▼

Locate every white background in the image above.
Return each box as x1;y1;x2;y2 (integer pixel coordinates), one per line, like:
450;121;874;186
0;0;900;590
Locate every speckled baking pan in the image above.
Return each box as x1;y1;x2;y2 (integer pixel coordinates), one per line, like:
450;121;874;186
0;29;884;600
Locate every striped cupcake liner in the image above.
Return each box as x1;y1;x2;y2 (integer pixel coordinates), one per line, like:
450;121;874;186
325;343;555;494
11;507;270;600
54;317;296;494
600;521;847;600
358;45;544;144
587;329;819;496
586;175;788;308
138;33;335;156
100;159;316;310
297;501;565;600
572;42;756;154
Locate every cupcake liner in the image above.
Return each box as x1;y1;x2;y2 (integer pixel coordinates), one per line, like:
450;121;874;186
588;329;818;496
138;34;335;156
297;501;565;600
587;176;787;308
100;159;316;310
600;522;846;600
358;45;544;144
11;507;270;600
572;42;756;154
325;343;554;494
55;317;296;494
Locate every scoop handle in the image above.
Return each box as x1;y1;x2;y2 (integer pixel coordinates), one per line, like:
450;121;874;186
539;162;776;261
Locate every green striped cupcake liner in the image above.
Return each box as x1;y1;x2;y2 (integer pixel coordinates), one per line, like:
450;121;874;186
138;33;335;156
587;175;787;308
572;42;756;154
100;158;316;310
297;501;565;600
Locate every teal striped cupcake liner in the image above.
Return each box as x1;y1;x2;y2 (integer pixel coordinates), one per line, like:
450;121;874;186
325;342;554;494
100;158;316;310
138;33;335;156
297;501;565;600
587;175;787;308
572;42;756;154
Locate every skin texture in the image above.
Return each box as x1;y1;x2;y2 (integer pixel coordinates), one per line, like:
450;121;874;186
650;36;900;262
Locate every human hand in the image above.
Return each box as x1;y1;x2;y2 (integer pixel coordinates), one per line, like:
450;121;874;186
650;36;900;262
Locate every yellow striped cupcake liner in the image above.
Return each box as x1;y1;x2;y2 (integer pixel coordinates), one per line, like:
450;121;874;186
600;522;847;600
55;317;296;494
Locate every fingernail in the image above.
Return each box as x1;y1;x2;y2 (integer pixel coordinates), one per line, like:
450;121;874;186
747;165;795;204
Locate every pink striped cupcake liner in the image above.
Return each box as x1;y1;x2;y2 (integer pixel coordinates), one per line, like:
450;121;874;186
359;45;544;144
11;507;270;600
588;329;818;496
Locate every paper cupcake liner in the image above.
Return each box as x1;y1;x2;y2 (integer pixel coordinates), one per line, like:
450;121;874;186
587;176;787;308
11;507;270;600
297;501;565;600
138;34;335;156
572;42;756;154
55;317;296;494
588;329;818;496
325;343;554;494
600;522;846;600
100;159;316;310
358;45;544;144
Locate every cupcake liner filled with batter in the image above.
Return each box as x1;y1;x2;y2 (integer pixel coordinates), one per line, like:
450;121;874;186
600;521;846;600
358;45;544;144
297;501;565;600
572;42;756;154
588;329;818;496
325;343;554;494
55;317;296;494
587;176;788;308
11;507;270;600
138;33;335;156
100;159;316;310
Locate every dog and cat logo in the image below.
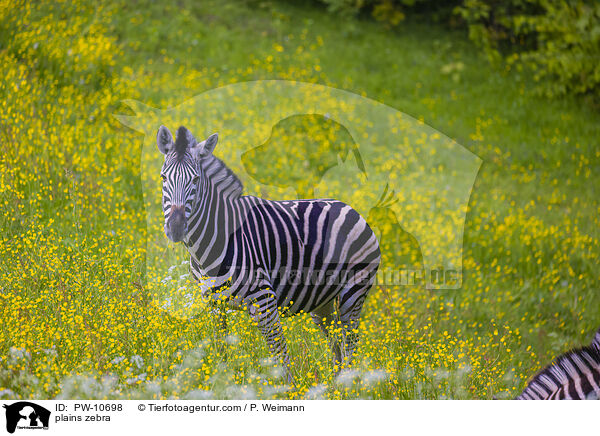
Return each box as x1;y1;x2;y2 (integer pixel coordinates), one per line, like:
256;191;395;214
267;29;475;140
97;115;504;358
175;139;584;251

▲
▼

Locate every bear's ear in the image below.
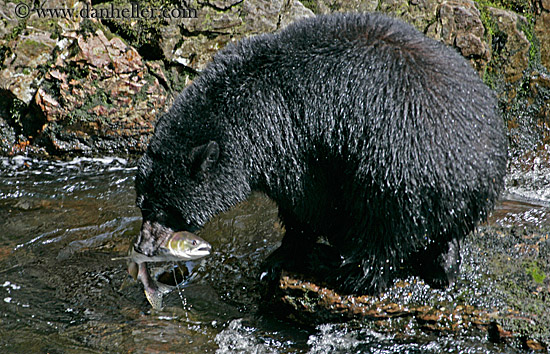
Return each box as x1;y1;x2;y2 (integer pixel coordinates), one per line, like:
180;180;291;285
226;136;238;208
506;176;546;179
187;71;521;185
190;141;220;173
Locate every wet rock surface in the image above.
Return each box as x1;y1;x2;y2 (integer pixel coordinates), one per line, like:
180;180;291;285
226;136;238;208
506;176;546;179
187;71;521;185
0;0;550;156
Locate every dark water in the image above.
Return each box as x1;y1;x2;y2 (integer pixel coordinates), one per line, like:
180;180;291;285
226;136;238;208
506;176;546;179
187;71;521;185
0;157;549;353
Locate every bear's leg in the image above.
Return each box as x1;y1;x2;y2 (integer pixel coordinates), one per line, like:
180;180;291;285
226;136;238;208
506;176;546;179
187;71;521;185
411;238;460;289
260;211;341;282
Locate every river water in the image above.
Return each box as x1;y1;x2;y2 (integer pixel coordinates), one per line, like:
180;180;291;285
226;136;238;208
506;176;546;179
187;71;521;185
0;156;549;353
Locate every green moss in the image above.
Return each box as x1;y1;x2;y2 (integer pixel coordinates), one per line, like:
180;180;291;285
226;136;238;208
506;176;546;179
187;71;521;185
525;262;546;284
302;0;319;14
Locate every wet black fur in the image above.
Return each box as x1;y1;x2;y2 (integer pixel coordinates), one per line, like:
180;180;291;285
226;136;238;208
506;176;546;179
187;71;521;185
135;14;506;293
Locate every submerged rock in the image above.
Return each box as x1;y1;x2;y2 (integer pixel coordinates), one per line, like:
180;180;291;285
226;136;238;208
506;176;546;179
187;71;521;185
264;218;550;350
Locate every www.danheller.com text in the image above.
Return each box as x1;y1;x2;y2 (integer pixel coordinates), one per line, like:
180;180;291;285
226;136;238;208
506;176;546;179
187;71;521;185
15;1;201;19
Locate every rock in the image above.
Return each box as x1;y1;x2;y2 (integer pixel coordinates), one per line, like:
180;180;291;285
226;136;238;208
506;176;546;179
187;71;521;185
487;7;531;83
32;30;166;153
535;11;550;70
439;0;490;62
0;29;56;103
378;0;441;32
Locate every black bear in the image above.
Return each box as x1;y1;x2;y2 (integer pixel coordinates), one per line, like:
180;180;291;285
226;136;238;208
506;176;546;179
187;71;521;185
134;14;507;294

▲

WHAT YOU WILL DO -> Reproduce the material word for word, beginning with the line containing "Locate every bear's ear in the image below." and continuing through the line containing "260;211;341;282", with both of those lines included. Omit the pictures.

TASK ANSWER ->
Locate every bear's ear in the image below.
Return each box as x1;y1;x2;y2 (integer pixel coordinates), one per line, like:
180;180;291;285
226;136;238;208
506;176;546;179
187;71;521;185
190;141;220;173
Locate every wet rock surface in the image above.
Return each box as x1;y1;x2;y2 (integer pixel coordinates), one per line, like:
180;180;291;285
226;136;238;208
506;176;546;179
187;71;521;185
0;0;550;156
Locate every dark water in the image above.
Return each box as x1;y1;x2;y2 (integer pixel coordinates), one per line, like:
180;180;291;285
226;136;238;208
506;176;546;179
187;71;521;185
0;157;549;353
Locate every bear's leg in the image above.
Return each box as x1;y1;x2;y2 (integer pixel coordinates), one per line, like:
180;180;291;285
226;136;238;208
506;176;546;179
187;71;521;185
411;238;460;289
260;211;341;282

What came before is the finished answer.